Exercises to complete -
1. In the litigation text, on what date did the court in the NDGA Derivative Actions issue an order granting the request to intervene?
2. Translate this sentence from the litigation text into Spanish: "The allegations are similar to those of the Securities Class Action."
[start Text provided]
Separate Federal Action

The Company and certain of its present and former executive officers were named as defendants in an additional non-class action lawsuit filed in the United States District Court for the Northern District of Georgia on June 22, 2021. The complaint is brought on behalf of a group of purported former Mohawk stockholders and alleges that defendants defrauded the plaintiffs through false or misleading statements and thereby induced plaintiffs to purchase Company stock at artificially inflated prices. The allegations are similar to those of the Securities Class Action. The federal law claims alleged include violations of Sections 10(b) and 18 of the Securities Exchange Act of 1934 and Rule 10b-5 promulgated thereunder by making materially false and misleading statements and that the officers are control persons under Section 20(a) of the Securities Exchange Act of 1934. The state law claims alleged include fraud, negligent misrepresentation, violations of the Georgia Securities Act, and violations of the Georgia Racketeering and Corrupt Organizations statute. Plaintiffs in the lawsuit seek compensatory and punitive damages and attorneys’ fees. On August 19, 2021, the Court granted a temporary stay of the litigation pending the Securities Class Action defendants filing an answer to the operative complaint. The Company intends to vigorously defend against the claims.


23

NOTES TO CONDENSED CONSOLIDATED FINANCIAL STATEMENTS (continued)
Derivative Actions

The Company and certain of its executive officers and directors were named as defendants in certain derivative actions filed in the United States District Court for the Northern District of Georgia on May 18, 2020 and August 6, 2020, respectively (the “NDGA Derivative Actions”), and in the Superior Court of Gordon County of the State of Georgia on March 3, 2021 and July 12, 2021 (the “Georgia Derivative Actions”). The complaints allege that defendants breached their fiduciary duties to the Company by causing the Company to issue materially false and misleading statements. The complaints are filed on behalf of the Company and seek to remedy fiduciary duty breaches occurring from April 28, 2017 – July 25, 2019. On July 20, 2020, the court in the NDGA Derivative Actions granted a temporary stay of the litigation. On October 21, 2020, the court entered an order consolidating the NDGA Derivative Actions and appointing Lead Counsel. The consolidated NDGA Derivative Actions will remain stayed pending the Securities Class Action defendants filing an answer to the operative complaint. Other shareholders of record jointly moved to intervene in the derivative actions to stay the proceedings. On September 28, 2021, the court in the NDGA Derivative Actions issued an order granting the request to intervene. On April 8, 2021, the court in the first-filed of the Georgia Derivative Actions granted a temporary stay of the litigation. That case will likewise remain stayed pending the Securities Class Action defendants filing an answer to the operative complaint. On September 2, 2021, the court in the second-filed of the Georgia Derivative Actions entered an order on scheduling requiring defendants to file and serve their response to the complaint on December 20, 2021. The Company intends to vigorously defend against the claims.
[end Text provided]
[start Listed records]
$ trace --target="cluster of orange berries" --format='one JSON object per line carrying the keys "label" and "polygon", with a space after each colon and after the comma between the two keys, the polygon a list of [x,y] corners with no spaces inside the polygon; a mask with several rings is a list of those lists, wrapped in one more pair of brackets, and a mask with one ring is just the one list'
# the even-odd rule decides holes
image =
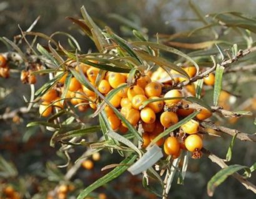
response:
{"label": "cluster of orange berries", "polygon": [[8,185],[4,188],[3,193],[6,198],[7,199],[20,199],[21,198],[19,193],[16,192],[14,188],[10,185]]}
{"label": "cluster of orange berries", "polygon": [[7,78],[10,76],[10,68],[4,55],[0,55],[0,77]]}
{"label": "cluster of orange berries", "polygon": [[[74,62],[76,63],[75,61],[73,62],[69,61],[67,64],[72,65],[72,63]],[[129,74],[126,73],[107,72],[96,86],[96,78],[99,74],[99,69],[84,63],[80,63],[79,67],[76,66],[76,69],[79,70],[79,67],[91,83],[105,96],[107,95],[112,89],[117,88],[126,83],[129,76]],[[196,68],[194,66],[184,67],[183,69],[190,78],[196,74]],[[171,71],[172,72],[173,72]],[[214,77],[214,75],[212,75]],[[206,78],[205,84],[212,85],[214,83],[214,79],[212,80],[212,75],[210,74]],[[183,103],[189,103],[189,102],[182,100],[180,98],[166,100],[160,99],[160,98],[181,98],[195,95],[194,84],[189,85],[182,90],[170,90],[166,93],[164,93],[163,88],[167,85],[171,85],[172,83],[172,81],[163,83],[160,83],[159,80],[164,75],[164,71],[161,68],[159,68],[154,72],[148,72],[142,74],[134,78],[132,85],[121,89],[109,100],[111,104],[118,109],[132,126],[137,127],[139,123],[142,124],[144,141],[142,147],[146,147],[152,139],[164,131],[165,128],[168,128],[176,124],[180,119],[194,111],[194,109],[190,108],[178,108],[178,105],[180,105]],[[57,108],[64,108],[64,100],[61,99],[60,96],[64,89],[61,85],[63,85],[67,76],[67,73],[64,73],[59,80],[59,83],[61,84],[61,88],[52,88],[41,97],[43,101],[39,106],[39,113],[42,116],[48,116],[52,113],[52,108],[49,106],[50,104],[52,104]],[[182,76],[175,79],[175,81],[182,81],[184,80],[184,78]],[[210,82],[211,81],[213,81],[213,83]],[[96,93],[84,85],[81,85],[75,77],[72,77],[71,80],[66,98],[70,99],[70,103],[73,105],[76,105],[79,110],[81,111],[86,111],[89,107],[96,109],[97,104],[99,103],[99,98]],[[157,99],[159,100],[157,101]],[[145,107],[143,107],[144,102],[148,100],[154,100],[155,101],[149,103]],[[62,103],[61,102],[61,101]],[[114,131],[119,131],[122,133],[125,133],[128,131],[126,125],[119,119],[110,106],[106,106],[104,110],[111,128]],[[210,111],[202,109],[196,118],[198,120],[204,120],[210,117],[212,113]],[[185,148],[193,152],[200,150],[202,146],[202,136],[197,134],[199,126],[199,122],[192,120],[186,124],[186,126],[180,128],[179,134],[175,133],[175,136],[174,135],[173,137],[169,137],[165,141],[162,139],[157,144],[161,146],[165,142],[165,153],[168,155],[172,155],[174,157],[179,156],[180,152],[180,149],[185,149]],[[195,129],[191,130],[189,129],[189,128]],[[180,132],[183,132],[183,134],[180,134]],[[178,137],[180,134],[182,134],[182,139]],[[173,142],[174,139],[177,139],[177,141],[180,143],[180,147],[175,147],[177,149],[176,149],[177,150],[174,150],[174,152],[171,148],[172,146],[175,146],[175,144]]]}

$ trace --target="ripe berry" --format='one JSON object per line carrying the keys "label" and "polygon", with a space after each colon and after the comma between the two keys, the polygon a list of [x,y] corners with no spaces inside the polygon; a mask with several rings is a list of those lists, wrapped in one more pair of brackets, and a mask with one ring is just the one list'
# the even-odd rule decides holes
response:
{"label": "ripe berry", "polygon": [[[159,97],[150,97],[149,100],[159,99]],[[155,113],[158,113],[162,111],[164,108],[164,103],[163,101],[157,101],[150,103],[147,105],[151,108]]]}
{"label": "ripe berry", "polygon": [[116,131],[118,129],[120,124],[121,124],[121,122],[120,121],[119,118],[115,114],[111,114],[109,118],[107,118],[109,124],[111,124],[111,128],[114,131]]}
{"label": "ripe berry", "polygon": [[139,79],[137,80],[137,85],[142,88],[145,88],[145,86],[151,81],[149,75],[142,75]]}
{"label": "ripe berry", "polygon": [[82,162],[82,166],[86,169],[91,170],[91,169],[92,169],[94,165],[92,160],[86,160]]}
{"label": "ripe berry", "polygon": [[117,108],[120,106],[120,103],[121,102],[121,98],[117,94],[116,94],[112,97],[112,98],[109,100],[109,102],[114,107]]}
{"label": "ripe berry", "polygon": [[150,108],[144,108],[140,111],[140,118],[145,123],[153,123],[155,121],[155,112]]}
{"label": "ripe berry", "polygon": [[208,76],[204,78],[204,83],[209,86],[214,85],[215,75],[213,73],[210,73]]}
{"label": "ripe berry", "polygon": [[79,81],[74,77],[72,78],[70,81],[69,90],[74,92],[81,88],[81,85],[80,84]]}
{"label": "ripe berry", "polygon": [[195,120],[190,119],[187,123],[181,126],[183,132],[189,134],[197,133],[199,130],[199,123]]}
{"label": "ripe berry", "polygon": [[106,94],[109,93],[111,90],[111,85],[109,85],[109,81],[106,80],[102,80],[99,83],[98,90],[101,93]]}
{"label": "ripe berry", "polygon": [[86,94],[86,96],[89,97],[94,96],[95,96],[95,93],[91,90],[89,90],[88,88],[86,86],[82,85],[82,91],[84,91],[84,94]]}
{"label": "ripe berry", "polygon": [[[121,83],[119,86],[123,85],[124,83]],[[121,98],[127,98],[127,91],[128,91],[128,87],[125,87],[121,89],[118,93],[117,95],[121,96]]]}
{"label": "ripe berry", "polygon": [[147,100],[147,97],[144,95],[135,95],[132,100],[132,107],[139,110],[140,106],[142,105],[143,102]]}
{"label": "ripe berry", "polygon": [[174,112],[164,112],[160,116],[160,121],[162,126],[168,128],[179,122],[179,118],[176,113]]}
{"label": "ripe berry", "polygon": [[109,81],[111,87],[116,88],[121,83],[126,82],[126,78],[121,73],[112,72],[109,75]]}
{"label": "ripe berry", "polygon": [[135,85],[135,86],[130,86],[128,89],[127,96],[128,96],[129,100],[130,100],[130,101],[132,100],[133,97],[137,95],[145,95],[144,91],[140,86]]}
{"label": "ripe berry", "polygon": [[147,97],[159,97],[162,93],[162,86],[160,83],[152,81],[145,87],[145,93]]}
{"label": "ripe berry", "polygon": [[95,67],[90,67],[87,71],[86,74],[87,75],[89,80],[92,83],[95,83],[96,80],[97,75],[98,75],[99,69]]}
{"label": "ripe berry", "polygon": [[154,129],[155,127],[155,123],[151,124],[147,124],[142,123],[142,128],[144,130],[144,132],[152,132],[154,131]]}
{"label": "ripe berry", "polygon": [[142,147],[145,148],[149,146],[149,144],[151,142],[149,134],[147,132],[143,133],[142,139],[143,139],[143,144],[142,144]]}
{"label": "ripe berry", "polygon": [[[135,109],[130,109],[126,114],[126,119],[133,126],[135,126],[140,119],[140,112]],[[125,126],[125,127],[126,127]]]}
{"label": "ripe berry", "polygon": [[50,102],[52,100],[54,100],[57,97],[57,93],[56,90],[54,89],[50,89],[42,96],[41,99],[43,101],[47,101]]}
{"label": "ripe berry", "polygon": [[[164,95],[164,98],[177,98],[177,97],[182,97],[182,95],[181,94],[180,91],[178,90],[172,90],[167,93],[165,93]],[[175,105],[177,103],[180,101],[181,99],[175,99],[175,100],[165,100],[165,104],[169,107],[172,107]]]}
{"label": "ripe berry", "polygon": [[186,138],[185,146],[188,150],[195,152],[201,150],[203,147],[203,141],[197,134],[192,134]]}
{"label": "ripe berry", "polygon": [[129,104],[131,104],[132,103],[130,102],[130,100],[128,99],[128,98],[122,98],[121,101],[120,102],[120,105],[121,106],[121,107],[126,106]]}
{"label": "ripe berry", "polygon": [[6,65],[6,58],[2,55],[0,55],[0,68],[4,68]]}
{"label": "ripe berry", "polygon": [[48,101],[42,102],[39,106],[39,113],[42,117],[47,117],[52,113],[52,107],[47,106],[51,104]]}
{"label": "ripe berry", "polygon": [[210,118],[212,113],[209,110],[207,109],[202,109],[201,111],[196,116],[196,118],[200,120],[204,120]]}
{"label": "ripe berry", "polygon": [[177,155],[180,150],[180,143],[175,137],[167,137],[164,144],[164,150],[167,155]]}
[end Listed records]
[start Listed records]
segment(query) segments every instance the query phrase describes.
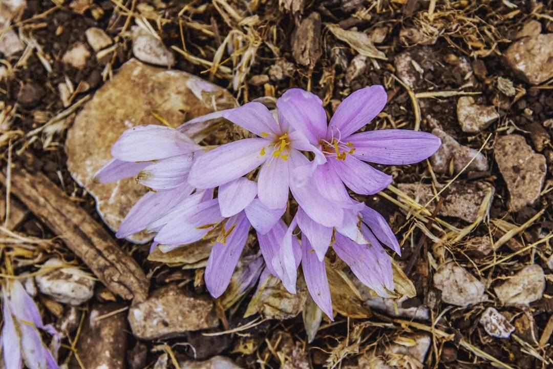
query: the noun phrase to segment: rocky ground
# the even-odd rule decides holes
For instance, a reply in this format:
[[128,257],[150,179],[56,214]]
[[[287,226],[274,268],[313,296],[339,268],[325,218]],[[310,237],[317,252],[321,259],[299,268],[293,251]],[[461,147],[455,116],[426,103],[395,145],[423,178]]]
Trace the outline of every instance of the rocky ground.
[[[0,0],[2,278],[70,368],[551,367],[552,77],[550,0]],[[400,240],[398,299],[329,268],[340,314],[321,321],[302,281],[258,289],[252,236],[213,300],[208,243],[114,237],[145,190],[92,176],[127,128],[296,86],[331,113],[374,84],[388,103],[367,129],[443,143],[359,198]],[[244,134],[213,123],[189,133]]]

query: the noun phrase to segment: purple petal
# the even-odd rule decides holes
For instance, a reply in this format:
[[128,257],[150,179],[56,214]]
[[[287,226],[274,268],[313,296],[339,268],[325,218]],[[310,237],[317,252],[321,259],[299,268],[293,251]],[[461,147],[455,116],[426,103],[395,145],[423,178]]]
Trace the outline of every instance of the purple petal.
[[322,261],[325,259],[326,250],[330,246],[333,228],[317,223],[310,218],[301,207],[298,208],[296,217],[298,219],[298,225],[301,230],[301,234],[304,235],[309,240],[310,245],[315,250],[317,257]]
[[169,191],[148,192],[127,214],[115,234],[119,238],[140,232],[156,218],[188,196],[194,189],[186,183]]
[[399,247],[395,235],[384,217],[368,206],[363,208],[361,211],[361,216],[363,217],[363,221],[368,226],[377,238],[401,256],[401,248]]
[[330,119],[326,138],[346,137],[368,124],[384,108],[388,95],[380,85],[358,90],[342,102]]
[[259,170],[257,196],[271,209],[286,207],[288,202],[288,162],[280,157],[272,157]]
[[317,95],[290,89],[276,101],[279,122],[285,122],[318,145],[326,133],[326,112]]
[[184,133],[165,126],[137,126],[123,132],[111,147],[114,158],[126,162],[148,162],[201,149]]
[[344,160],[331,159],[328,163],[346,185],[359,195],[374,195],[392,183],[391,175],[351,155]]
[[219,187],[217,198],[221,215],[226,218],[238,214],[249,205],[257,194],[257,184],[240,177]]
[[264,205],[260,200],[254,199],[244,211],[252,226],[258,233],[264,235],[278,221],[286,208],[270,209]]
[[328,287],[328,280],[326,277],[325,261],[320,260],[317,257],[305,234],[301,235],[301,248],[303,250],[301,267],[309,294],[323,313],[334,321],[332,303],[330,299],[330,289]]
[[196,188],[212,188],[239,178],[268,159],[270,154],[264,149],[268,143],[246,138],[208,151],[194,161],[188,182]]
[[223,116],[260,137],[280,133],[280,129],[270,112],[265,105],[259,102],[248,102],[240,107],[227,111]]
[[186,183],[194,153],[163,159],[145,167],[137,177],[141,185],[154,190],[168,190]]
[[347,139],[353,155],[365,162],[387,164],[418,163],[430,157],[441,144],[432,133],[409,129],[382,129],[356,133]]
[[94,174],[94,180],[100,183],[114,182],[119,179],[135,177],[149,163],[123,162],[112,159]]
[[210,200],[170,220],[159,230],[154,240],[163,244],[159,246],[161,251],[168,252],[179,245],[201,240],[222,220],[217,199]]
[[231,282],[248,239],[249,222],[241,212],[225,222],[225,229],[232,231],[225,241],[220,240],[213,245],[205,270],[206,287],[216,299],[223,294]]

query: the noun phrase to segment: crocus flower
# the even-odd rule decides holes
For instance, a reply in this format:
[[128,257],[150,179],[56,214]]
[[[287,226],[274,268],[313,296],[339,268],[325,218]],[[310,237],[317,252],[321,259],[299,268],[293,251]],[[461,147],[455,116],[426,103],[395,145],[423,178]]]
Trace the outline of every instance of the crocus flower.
[end Listed records]
[start Listed records]
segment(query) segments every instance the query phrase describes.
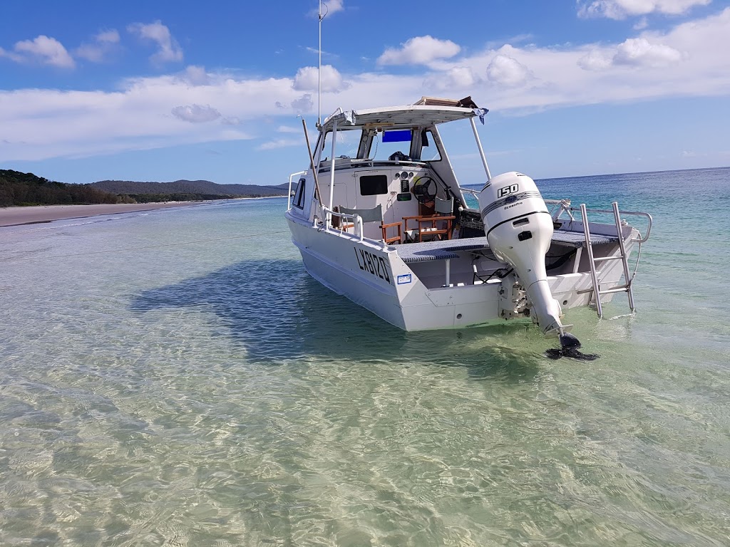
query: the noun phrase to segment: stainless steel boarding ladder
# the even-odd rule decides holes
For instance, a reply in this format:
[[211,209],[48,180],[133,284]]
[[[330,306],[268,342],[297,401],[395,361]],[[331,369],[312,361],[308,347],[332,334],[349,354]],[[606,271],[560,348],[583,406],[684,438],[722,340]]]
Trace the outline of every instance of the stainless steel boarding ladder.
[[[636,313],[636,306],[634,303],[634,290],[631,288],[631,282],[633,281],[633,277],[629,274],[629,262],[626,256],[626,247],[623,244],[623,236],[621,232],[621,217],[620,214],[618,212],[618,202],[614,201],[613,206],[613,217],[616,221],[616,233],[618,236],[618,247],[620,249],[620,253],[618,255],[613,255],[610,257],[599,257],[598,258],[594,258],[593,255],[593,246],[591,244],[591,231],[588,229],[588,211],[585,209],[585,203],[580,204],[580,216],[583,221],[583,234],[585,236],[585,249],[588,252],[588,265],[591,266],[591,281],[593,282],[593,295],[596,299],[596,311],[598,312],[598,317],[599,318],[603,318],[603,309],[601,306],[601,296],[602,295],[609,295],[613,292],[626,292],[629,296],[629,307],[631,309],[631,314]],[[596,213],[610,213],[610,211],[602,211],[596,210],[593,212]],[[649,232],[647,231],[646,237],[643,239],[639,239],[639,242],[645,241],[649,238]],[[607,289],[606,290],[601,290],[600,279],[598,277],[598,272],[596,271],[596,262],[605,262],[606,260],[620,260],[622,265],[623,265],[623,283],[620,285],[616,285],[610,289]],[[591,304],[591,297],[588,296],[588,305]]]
[end Listed records]
The responses -
1. September 28, 2021.

2. Las alegaciones son similares a las de la Demanda Colectiva de Valores.